◆ The request
Starting at the line that contains "Where can the single-car" and stopping after the line that contains "<point>204,164</point>", turn the records below into a Markdown table with the columns Row and Line. Number each line in order and leave out blank ones.

--------------------------------------------------

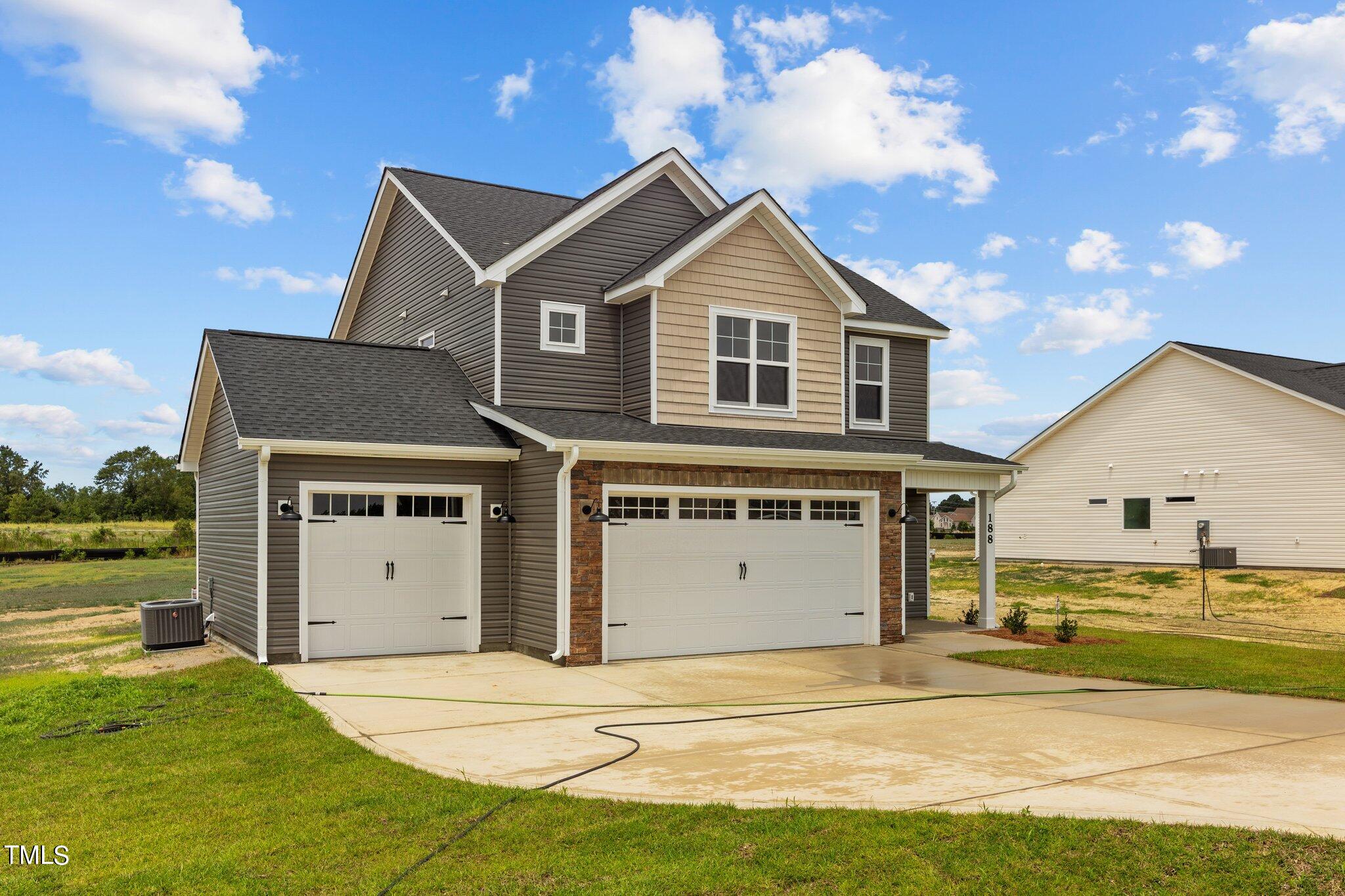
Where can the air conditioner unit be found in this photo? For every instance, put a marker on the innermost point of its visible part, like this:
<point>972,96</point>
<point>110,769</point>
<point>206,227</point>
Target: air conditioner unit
<point>171,624</point>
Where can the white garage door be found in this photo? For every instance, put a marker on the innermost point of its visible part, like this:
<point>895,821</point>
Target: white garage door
<point>389,572</point>
<point>732,572</point>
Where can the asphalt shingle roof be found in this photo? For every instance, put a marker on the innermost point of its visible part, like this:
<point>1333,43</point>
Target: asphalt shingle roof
<point>1321,381</point>
<point>299,387</point>
<point>607,426</point>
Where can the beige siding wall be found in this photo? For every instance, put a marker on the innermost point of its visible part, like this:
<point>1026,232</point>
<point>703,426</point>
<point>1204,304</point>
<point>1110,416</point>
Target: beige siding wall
<point>1279,495</point>
<point>747,269</point>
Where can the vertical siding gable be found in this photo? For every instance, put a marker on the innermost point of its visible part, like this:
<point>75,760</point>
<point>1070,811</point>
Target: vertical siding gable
<point>1184,414</point>
<point>908,387</point>
<point>227,527</point>
<point>747,269</point>
<point>577,270</point>
<point>412,265</point>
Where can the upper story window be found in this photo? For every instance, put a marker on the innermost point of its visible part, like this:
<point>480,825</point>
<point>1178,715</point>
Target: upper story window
<point>868,383</point>
<point>563,328</point>
<point>752,362</point>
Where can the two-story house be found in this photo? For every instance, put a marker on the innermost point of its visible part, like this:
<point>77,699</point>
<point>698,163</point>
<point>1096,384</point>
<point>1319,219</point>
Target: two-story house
<point>640,423</point>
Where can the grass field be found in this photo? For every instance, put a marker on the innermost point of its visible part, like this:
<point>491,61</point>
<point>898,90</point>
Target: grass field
<point>1183,660</point>
<point>1151,598</point>
<point>261,796</point>
<point>81,616</point>
<point>49,536</point>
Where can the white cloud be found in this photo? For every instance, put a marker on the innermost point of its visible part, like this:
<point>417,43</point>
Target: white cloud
<point>959,340</point>
<point>77,366</point>
<point>943,289</point>
<point>225,194</point>
<point>513,88</point>
<point>866,222</point>
<point>966,389</point>
<point>49,419</point>
<point>288,284</point>
<point>1106,319</point>
<point>1095,250</point>
<point>162,413</point>
<point>996,245</point>
<point>1297,68</point>
<point>1202,246</point>
<point>159,69</point>
<point>1214,135</point>
<point>774,41</point>
<point>837,119</point>
<point>674,65</point>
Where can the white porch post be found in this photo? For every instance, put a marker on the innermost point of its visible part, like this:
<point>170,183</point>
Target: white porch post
<point>986,557</point>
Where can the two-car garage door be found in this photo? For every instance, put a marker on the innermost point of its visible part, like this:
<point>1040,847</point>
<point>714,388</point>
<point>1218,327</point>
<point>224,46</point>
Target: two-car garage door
<point>724,572</point>
<point>389,571</point>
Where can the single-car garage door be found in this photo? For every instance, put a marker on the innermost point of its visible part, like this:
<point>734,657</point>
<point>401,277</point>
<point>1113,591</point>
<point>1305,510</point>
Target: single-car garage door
<point>713,574</point>
<point>389,571</point>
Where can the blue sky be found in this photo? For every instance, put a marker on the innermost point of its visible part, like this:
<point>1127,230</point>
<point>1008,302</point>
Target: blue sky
<point>204,164</point>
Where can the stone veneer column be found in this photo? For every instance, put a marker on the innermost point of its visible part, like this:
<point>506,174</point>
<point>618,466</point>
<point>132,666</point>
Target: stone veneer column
<point>586,480</point>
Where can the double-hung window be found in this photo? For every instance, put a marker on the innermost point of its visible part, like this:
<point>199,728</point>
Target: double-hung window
<point>868,383</point>
<point>563,328</point>
<point>752,362</point>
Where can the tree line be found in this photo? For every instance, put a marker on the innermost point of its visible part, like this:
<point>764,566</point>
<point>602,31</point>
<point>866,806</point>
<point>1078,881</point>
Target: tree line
<point>135,484</point>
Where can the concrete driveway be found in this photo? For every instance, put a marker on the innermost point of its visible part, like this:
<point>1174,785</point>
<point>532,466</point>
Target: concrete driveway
<point>1176,757</point>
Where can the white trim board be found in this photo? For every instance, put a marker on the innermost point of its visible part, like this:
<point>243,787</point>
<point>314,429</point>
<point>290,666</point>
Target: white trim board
<point>471,511</point>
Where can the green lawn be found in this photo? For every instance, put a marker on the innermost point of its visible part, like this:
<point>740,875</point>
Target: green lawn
<point>93,584</point>
<point>241,788</point>
<point>1183,660</point>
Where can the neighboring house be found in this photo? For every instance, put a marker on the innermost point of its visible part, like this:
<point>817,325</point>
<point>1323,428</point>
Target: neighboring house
<point>1191,433</point>
<point>590,429</point>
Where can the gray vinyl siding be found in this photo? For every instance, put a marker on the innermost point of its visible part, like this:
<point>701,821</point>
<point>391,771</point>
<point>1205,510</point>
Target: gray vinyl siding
<point>288,471</point>
<point>917,557</point>
<point>412,267</point>
<point>635,359</point>
<point>577,270</point>
<point>908,387</point>
<point>533,501</point>
<point>227,528</point>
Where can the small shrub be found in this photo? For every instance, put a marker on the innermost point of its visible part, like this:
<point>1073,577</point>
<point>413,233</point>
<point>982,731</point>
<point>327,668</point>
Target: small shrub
<point>1016,620</point>
<point>1067,628</point>
<point>183,534</point>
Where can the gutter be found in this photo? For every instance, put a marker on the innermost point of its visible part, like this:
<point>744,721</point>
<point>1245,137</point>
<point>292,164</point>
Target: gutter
<point>563,553</point>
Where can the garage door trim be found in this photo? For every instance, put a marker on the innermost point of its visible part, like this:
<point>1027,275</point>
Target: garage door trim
<point>471,496</point>
<point>870,515</point>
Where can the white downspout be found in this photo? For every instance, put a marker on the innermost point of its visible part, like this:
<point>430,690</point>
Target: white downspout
<point>563,554</point>
<point>263,523</point>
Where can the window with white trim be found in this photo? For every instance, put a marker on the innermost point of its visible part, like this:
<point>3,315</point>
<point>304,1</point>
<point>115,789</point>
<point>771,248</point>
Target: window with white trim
<point>868,383</point>
<point>752,362</point>
<point>563,328</point>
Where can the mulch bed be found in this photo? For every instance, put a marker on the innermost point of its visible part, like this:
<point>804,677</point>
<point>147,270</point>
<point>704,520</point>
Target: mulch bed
<point>1046,639</point>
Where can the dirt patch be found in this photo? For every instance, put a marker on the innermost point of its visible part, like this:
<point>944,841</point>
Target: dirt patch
<point>151,664</point>
<point>1044,639</point>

--------------------------------------------------

◆ Correct response
| Row | Line |
|---|---|
| 1 | Where can the single-car garage door be found in this photo? For every instance, put a marker on the innermost point of its visible part, like this: |
| 2 | <point>734,657</point> |
| 3 | <point>401,277</point> |
| 4 | <point>1113,591</point> |
| 5 | <point>1305,510</point> |
| 6 | Target: single-car garage door |
| 7 | <point>713,574</point> |
| 8 | <point>389,571</point> |
| 9 | Where can the blue sky be found in this photo? For every instance, put a marker on the innermost point of its visible part, like this: |
| 10 | <point>1127,230</point> |
| 11 | <point>1008,302</point> |
| 12 | Target: blue sky |
| 13 | <point>204,164</point> |